***** Texte source *****

Les citoyens ont des visions religieuses, philosophiques et morales opposées et ils affirment que la conception politique à partir des doctrines englobantes, différentes et antagonistes, cela n’empêche cependant pas la conception politique de constituer un point de vue partagé à partir duquel ils peuvent répondre aux questions concernant les enjeux constitutionnels essentiels. Ce qui intéresse Rawls est de défendre une conception de la justice qui s’incarne par la suite dans une constitution qui représente la formalisation des principes de base qui gèrent notre société.
C’est une conception de la constitution très américaine où la constitution se résume aux points fondamentaux qui oriente les règles de base de la coopération sociale et qui ensuite laissent aux groupes, aux associations, à tout un tas d’autres acteurs, le soin de défendre des conceptions du bien par les églises ou encore le monde associatif discutée par Tocqueville. Il faut laisser la plus grande liberté possible et après ce sont les individus qui par leurs actions et leurs engagements décideront de ce qu’ils veulent. Rawls préconise une intervention dans les questions redistributives et de justice.
Si on admet que le test d’égale liberté soit réussi, à savoir qu’on arrive à montrer que cette position respecte l’égale liberté de tout le monde, chose qui est déjà problématique en soi, alors à ce moment-là, on aurait derrière cet argument quelque chose qui se rapproche assez de la conception rawlsienne qui est l’idée selon laquelle il y a un moment où il faut être raisonnable.
Si on part de l’idée que l’individu est un individu au sens de Kant, un peu de ce que le libéralisme de Mills nous amène à dire, à savoir que nous sommes des individus qui venons au monde avec une disposition à l’autonomie, une faculté d’être autonome et nous pourrons utiliser cette disposition-là dans toute situation sociale. Avec cette conception, il est possible de dire que toute décision que nous faisons concernant nos pratiques devrait pour le moins être un produit d’un exercice autonome de décision et de révision de notre conception du bien. Si on part de l’idée que tout est négociable, si on part de l’idée qu’au fond, toute appartenance peut être négociée, que toute position par rapport à nos croyances religieuses peuvent être négociée, nous risquons de faire du tort aussi à des individus qui ont des identités qui se veulent plus englobantes et plus épaisses que par exemple la question de savoir si nous fumons ou ne fumons pas.

***** Données extraites *****

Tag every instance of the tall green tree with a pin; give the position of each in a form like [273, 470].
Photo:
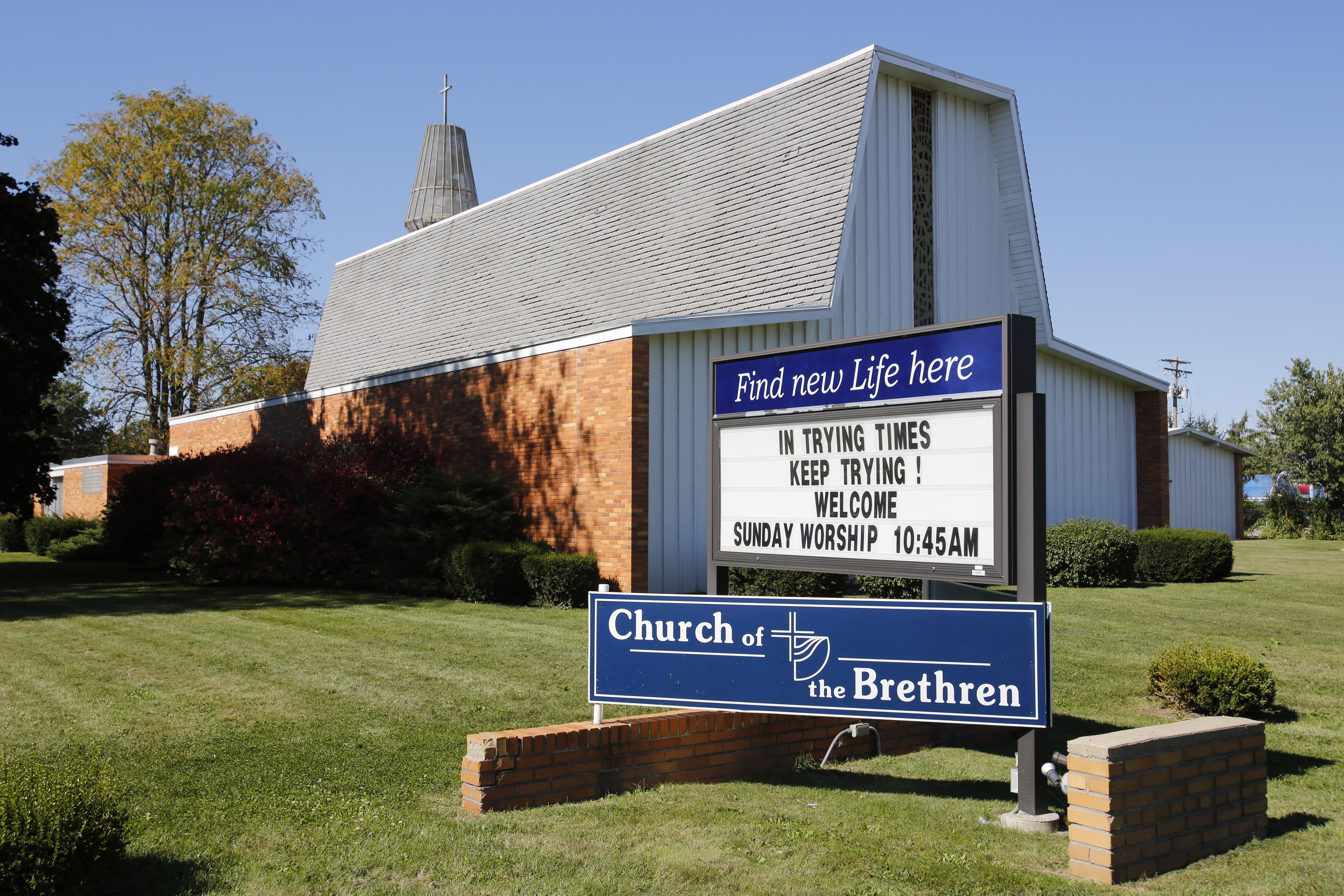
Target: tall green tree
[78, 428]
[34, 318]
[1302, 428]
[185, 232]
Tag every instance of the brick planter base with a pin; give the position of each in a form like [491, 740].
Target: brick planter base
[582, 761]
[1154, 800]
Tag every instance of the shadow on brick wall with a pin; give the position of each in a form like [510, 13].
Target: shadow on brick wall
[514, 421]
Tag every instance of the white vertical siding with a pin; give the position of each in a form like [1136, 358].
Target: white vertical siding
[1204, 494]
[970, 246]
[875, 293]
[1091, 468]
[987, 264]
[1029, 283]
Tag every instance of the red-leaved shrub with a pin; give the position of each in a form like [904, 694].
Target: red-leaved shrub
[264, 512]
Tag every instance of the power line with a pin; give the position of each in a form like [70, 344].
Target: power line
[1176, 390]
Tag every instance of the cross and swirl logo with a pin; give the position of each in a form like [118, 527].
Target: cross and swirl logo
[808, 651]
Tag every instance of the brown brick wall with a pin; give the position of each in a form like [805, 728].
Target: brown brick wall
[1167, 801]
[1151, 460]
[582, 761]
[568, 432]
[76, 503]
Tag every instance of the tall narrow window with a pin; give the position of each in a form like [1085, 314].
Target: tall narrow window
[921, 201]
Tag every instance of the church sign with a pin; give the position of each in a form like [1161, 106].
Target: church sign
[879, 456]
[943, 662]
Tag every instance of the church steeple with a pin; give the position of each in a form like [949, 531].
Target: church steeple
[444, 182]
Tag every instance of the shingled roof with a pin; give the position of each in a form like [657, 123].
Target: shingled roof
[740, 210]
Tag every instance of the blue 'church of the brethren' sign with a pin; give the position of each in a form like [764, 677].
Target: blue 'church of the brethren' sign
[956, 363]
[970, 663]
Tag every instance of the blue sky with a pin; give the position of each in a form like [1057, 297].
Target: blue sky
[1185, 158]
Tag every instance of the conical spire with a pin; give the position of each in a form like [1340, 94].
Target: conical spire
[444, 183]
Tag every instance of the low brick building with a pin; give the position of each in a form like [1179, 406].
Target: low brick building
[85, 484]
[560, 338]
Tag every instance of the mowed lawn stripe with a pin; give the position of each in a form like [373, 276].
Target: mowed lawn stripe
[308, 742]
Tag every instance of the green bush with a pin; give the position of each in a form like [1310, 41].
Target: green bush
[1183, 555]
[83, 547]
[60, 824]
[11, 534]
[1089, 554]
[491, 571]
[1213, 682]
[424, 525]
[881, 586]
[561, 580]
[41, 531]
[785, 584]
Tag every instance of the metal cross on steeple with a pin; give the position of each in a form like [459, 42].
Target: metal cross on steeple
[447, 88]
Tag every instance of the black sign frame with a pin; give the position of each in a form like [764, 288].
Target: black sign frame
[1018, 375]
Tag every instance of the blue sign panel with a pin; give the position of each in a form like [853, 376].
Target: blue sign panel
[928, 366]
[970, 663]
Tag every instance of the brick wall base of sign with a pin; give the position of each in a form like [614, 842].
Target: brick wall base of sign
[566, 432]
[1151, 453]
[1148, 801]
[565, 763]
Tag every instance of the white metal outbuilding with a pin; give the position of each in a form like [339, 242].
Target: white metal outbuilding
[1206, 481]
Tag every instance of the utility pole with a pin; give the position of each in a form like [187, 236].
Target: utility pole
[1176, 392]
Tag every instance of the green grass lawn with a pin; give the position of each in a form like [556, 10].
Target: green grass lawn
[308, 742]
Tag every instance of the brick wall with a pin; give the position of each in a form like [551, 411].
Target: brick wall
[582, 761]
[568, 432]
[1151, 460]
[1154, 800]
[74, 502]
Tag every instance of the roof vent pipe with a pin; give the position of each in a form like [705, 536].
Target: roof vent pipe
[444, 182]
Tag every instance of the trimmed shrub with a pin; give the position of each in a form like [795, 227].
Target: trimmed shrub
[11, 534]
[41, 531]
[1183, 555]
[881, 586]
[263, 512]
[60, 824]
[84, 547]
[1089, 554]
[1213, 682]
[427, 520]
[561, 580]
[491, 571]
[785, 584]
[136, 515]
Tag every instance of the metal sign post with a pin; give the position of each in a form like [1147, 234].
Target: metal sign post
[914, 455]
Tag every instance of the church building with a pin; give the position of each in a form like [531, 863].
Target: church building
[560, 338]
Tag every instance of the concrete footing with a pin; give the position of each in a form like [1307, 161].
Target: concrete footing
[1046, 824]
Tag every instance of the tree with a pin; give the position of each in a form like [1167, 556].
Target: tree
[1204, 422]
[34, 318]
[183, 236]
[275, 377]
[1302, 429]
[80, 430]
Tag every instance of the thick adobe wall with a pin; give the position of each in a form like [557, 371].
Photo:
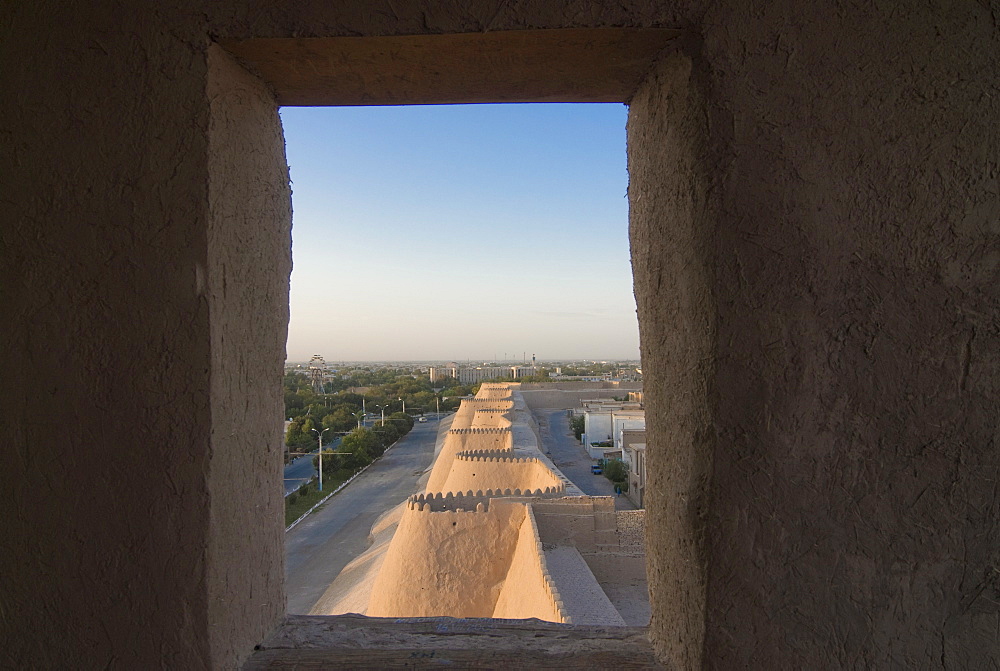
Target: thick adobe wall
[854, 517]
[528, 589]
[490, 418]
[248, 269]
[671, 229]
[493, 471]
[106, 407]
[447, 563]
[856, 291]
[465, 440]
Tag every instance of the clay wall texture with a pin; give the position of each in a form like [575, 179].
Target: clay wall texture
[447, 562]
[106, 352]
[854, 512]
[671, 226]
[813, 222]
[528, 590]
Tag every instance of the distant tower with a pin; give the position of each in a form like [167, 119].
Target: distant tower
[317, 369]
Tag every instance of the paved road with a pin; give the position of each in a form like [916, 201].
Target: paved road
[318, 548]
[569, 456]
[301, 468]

*****

À faire: D'après le texte source, dans quelles questions Rawls préconise-t-il une intervention ? La liste n'est d'aucune utilité ici.

Réponse complète: Dans les questions redistributives et de justice.